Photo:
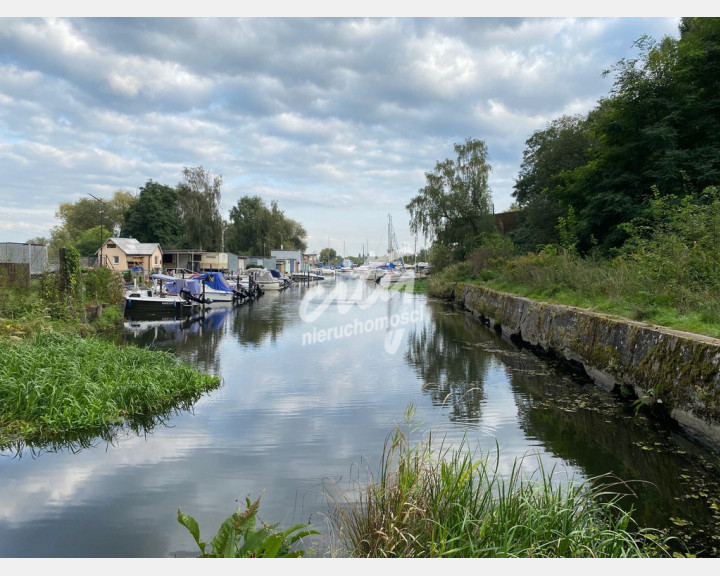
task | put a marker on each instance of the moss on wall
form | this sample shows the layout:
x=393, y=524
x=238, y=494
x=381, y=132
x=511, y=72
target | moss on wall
x=679, y=369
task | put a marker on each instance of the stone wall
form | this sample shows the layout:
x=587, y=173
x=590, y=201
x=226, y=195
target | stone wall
x=676, y=371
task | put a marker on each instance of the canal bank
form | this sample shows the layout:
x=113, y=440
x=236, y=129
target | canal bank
x=674, y=373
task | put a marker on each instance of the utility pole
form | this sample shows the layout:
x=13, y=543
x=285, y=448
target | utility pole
x=102, y=205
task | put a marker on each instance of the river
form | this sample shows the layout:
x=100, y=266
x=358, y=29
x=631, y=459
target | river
x=314, y=379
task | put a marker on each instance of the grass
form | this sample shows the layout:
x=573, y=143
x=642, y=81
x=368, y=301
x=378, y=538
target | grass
x=54, y=385
x=431, y=503
x=615, y=287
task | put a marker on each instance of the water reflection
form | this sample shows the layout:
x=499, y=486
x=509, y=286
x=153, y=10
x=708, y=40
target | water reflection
x=294, y=415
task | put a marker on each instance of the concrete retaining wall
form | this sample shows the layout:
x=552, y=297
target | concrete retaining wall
x=677, y=371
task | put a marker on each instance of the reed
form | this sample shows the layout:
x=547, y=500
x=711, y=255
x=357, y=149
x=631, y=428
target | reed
x=443, y=502
x=54, y=384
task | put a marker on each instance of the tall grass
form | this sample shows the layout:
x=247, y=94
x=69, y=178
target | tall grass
x=54, y=384
x=443, y=502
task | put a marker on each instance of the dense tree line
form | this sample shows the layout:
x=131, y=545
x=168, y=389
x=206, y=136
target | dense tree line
x=586, y=179
x=657, y=132
x=184, y=216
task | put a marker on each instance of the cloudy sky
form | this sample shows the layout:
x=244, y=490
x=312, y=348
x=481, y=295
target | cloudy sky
x=336, y=119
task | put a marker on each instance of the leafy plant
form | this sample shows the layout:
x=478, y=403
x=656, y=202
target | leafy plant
x=240, y=537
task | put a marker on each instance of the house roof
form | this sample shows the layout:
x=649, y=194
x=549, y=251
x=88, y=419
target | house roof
x=132, y=247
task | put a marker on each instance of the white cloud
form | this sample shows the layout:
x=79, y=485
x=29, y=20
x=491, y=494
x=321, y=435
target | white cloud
x=338, y=119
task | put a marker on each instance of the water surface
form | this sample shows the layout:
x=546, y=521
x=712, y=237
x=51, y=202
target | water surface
x=314, y=380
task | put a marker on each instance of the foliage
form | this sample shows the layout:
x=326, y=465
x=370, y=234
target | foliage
x=657, y=130
x=86, y=223
x=329, y=255
x=454, y=208
x=104, y=285
x=675, y=247
x=495, y=250
x=92, y=385
x=155, y=216
x=440, y=257
x=199, y=204
x=256, y=229
x=240, y=537
x=433, y=501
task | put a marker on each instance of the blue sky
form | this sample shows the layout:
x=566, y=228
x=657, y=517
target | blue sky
x=337, y=119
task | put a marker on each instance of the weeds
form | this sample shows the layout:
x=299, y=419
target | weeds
x=442, y=502
x=55, y=384
x=240, y=537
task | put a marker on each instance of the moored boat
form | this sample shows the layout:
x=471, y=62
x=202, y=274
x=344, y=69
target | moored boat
x=166, y=293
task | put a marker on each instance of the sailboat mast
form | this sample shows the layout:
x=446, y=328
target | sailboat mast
x=390, y=246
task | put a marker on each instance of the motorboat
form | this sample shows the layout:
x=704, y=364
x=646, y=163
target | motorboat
x=215, y=287
x=166, y=293
x=266, y=281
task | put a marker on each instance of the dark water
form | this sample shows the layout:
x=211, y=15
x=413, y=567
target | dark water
x=314, y=380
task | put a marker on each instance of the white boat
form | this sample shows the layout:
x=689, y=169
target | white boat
x=397, y=277
x=216, y=288
x=266, y=281
x=166, y=294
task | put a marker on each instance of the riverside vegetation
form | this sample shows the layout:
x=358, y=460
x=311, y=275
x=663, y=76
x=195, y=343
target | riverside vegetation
x=61, y=382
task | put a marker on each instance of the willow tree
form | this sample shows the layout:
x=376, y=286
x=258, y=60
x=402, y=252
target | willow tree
x=199, y=202
x=256, y=229
x=454, y=208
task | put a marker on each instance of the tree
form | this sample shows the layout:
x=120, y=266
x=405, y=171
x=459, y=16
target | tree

What the exercise asks: Rewrite the lines above, starting at the first line and ending at the line that contains "x=615, y=287", with both ends included. Keep all wording and the coordinates in the layout samples unchanged, scale every answer coordinate by 2, round to whole numbers with halves going up, and leave out the pictures.

Completed exercise:
Photo:
task | put a marker on each instance of the moss on wall
form | this sample shows the layout:
x=393, y=524
x=238, y=494
x=381, y=132
x=511, y=72
target | moss on wall
x=1358, y=738
task | put a marker on each instance of the stone wall
form | this sample shows the layout:
x=587, y=173
x=590, y=201
x=226, y=195
target | stone wall
x=1352, y=742
task | put a marker on each instance of the canal bank
form | this sample shows the layout:
x=113, y=440
x=236, y=129
target | canal bank
x=1348, y=746
task | put a marker on each instance of the utility pole
form | this sample shows the layout:
x=13, y=543
x=285, y=448
target | utility pole
x=204, y=410
task | put a marker on each instance of the river
form | this sample shows the layout:
x=100, y=266
x=358, y=29
x=631, y=459
target | river
x=628, y=758
task | put a marker on each instance of the grass
form | this sample shows the layout:
x=573, y=143
x=642, y=81
x=368, y=301
x=378, y=538
target | grass
x=108, y=770
x=862, y=1006
x=1230, y=574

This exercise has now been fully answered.